- **Görev yönergeleri**:
1. Şu ifadelerin her biri seçilen metinle uyuşuyor mu? Her biri için evet ya da hayır deyin ve kararı belirleyen sözleri metinden aynen aktarın.
(a) Yazar, okurlarla her Çarşamba buluşmayı sürdürmeyi umuyor.
(b) Yazara göre ülkede seçim süreci büyük bir heyecanla yaşanıyor.
(c) Elektrik kesintileri, bu kış ilk kez ortaya çıkan bir sorun olarak anılıyor.
2. Seçim ve elektrik kesintileri üzerine yazılmış köşe yazısını, gösterilen son cümlenin ardından aynı üslupla sürdürün.

- **Seçilen metin**:
------------------------------------------------------------

Öncelikle tekrar merhaba…

Uzun zamandır yoğun iş temposundan dolayı sizlerden ayrı kaldım.

Memleketimizin saygın ve sevilen gazetesi Günışığı’nda, tekrar sizlerle olmak büyük bir haz.

İnşallah geçmişte olduğu gibi her Çarşamba görüşmeye devam edeceğiz.

Ülkemizde heyecan anlamında pek hissedilmese de bir seçim süreci yaşanıyor.

Bu sürecin Elazığ’ımıza yakışır bir şekilde devam etmesi temennimizdir.

İl genelinde (merkez, ilçe, belde) bu yarışı sürdüren bütün adaylara başarılar diliyorum.

Elazığ’ımız için en hayırlı sonuçların ortaya çıkmasını temenni ediyorum.

Bu kış ilk defa ortaya önemli bir problem ortaya çıktı: Elektrik kesintileri.

Ülkemizin çok büyük miktarda bir enerji ihtiyacı var ve arz talebi karşılamıyor.

Çözüm olarak daha fazla enerjinin yurt dışından satın alınması düşünülüyorsa, bilinmesi gerekir ki her sene bu talep artacaktır.

------------------------------------------------------------

- **Kayıtlı veriler**:
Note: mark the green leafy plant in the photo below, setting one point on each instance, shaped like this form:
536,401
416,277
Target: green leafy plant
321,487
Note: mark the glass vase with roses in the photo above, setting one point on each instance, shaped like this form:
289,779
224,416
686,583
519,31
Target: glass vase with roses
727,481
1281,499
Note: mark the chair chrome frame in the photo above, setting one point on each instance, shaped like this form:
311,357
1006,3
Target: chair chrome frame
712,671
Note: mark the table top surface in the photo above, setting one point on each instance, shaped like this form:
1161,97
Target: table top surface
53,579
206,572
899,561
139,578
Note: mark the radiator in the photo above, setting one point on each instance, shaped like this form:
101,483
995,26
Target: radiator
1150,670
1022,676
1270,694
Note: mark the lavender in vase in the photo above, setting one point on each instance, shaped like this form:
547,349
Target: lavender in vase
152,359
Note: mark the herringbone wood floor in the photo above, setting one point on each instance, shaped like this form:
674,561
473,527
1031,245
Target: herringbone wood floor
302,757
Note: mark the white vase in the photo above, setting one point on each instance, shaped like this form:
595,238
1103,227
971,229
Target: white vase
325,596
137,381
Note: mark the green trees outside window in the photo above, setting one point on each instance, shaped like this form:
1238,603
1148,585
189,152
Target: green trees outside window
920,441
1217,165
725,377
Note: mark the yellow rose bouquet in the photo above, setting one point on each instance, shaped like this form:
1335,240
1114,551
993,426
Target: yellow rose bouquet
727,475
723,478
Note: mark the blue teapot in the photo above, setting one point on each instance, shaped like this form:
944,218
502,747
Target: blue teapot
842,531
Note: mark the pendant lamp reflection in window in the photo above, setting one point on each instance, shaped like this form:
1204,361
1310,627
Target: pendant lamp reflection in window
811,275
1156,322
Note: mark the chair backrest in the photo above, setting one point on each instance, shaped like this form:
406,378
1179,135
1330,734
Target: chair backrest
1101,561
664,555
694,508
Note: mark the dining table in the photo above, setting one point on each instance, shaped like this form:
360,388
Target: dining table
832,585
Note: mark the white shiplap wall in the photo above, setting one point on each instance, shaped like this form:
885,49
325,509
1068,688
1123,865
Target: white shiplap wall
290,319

------------------------------------------------------------

- **Sırayla yanıtlar**:
1.
(a) Evet: "İnşallah geçmişte olduğu gibi her Çarşamba görüşmeye devam edeceğiz."
(b) Hayır: "Ülkemizde heyecan anlamında pek hissedilmese de bir seçim süreci yaşanıyor."
(c) Evet: "Bu kış ilk defa ortaya önemli bir problem ortaya çıktı: Elektrik kesintileri."

2.
Şöyle düşünmeyin nüfus artıyor dolayısıyla enerji talebi de artacak.

Hayır, nüfus sabit kalsa da bu talep artacak.

Sebebi ise İSRAFtır.

Elektrik israfından bahsetmiyorum, onun kat kat fazlası var.

Türkiye de doğalgaz kullanımı çok büyük oranda arttı. Doğalgaz ısınma sistemleri elektrik ile çalışıyor.

Akla ilk gelen soru şu: “Havalar soğuk, ısınmayalım mı?”

Tabii ki, ısınma sistemlerimizi kullanacağız.

Sorun, TASARIM problemidir.

Memleketimiz kış bölgesidir. Kışın yaklaşık 4 ay sıcaklık sıfırın altındadır. Öyle ise bina tasarımlarını bu şartlar ışığında yapmak gerekir.

Zaten bizde bina tasarımlarımızı bu şartları düşünerek yapıyoruz ???

Son 15 yılda binaların pencere boyutları git gide büyüdü ve sonunda dış cephelerin tamamı cam oldu.

Isınmaz mı bu binalar? Isınır, ısınır da eski sisteme oranla yaklaşık (ve de en az) 3-4 katı bir maliyetle, doğalgaz ve elektrik tüketimiyle olur bu iş.

Dış cepheyi cam yapacaksan, içten duvarları yapıp, camı mimari anlamda kullanacaksın.

Yeni iş merkezlerimiz, ETSO binası, yeni yurt binaları vb. hepsi sanki en çok enerji sarfedecek şekilde tasarlanmış.

Birde ülke genelini düşünelim. Bina sayısı göz önüne alındığında enerji israfının boyutu ortaya çıkmaktadır.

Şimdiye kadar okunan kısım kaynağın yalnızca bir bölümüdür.